(ABOUT THIS EXERCISE):
Answer these questions from the antibody developability text:
1. How many sequence-based and how many structure-based developability parameters were computed?
2. What was determined to reduce redundancy?
3. Which human-engineered datasets were found to be localized within the native developability landscape?

(EXCERPT TO READ):
-*-

Feb 1, 2025

A Cartography of Antibody Developability Landscape

In this collaboration with Greiff lab we analyzed antibody development parameters using Protein Language Models


Designing effective monoclonal antibody (mAb) therapeutics face a significant challenge known as “developability”, which reflects an antibody’s ability to progress through development stages based on its physicochemical properties. While natural antibody repertoires may provide valuable guidance for antibody selection, we lack a comprehensive understanding of natural developability parameter (DP) plasticity (redundancy, predictability, sensitivity) and how the DP landscapes of human-engineered and natural antibodies relate to one another. These knowledge gaps hinder fundamental developability profile cartography. To chart natural and engineered DP landscapes, we computed 40 sequence- and 46 structure-based DPs of over two million native and human-engineered single-chain antibody sequences. We found lower redundancy among structure-based compared to sequence-based DPs. Sequence DP sensitivity to single amino acid substitutions varied by antibody region and DPs, and structure DP values varied across the conformational ensemble of antibody structures. Sequence DPs were more predictable than structure-based ones across different machine learning (ML) tasks and embeddings, indicating a constrained sequence-based design space. Human-engineered antibodies were localized within the developability and sequence landscapes of natural antibodies, suggesting that human-engineered antibodies explore mere subspaces of the natural one. Our work charts a roadmap to evaluate the plasticity of antibody developability, providing a more rational perspective for therapeutic mAb design.

Introduction: The development of therapeutic mAbs takes years, and DPs dictate the selection and design of candidates for (pre-)clinical testing. Here, we analyzed the plasticity of the developability landscapes of natural antibodies in terms of DP redundancy (extent of DP intercorrelation), sensitivity (extent of DP change as a function of antibody sequence change), and predictability (predictability of a given DP based on one or several DPs). Methods: To analyze the constraints on natural antibody developability and to relate these to current human-engineered antibody datasets, we assembled a dataset of over 2M native antibody sequences (heavy and light chain isotypes, human and murine) and computed 40 sequence- and 46 structure-based DPs. To reduce redundancy, we determined the minimum-weight dominating sets (MWDS) of DP correlation networks. To quantify sensitivity, we analyzed single-amino-acid substituted variants followed by characterization of the impact of sequence variation on DP distribution. To compute predictability and assess the interdependence of DPs, we trained multiple linear regression (MLR) using developability profile (DPL) and protein language model (PLM) embeddings. These embeddings were used to relate native antibodies to human-engineered ones via principal component analysis (PCA). Moreover, we performed classical molecular dynamics simulations to analyze the distributions of antibody DP values and define how the rigid models fit into these distributions. Results: Our results address all three research areas (redundancy, sensitivity, and predictability). Redundancy: We found a lower degree of interdependence among structure DPs compared to the sequence-based ones for all isotypes of the native dataset, and higher pairwise antibody sequence similarity was not always associated with higher pairwise antibody developability similarity. Native antibody datasets contained species- and chain-specific developability signatures. Sensitivity: We propose methods to quantify the sensitivity of antibody DPs to minimal sequence changes. Predictability: We found that structure-based DPs are less predictable than sequence-based DPs using protein language model (PLM) and multiple linear regression (MLR) embeddings. The comparison between native and human-engineered datasets revealed that human-engineered (therapeutic, patented, and Kymouse) datasets were localized within the native developability landscape.

-*-

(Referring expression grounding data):
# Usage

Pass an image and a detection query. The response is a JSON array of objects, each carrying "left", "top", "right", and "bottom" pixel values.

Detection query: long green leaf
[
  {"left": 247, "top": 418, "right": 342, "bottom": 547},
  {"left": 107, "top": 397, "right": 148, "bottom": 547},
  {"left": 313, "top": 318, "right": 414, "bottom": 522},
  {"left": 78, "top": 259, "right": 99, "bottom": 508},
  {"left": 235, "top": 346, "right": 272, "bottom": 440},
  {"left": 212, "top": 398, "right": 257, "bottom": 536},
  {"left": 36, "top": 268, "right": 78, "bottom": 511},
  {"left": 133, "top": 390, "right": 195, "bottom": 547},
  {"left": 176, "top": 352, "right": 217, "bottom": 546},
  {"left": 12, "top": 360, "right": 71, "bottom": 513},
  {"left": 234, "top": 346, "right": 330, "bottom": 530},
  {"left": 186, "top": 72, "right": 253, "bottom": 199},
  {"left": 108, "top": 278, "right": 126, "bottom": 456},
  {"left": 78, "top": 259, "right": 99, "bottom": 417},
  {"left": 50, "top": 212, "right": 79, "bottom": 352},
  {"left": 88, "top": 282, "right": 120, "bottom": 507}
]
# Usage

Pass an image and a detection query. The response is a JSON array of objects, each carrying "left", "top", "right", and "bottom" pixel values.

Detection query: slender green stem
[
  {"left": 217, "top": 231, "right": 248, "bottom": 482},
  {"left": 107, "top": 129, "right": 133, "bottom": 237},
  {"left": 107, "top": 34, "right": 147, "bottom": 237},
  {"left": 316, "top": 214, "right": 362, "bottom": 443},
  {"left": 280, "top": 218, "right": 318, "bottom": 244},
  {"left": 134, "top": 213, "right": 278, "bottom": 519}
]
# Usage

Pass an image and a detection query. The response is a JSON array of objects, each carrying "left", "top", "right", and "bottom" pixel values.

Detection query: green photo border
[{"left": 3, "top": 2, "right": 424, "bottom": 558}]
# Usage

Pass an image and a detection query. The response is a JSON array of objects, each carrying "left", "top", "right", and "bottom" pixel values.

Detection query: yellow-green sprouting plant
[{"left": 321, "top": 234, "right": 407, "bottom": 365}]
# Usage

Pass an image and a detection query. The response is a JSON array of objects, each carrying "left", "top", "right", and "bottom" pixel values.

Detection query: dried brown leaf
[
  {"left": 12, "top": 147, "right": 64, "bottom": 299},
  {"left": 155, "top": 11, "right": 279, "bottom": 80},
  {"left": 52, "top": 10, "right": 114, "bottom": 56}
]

-*-

(ANSWER FOR THIS EXERCISE):
1. 40 sequence-based and 46 structure-based developability parameters.
2. The minimum-weight dominating sets (MWDS) of developability parameter correlation networks.
3. The therapeutic, patented, and Kymouse datasets.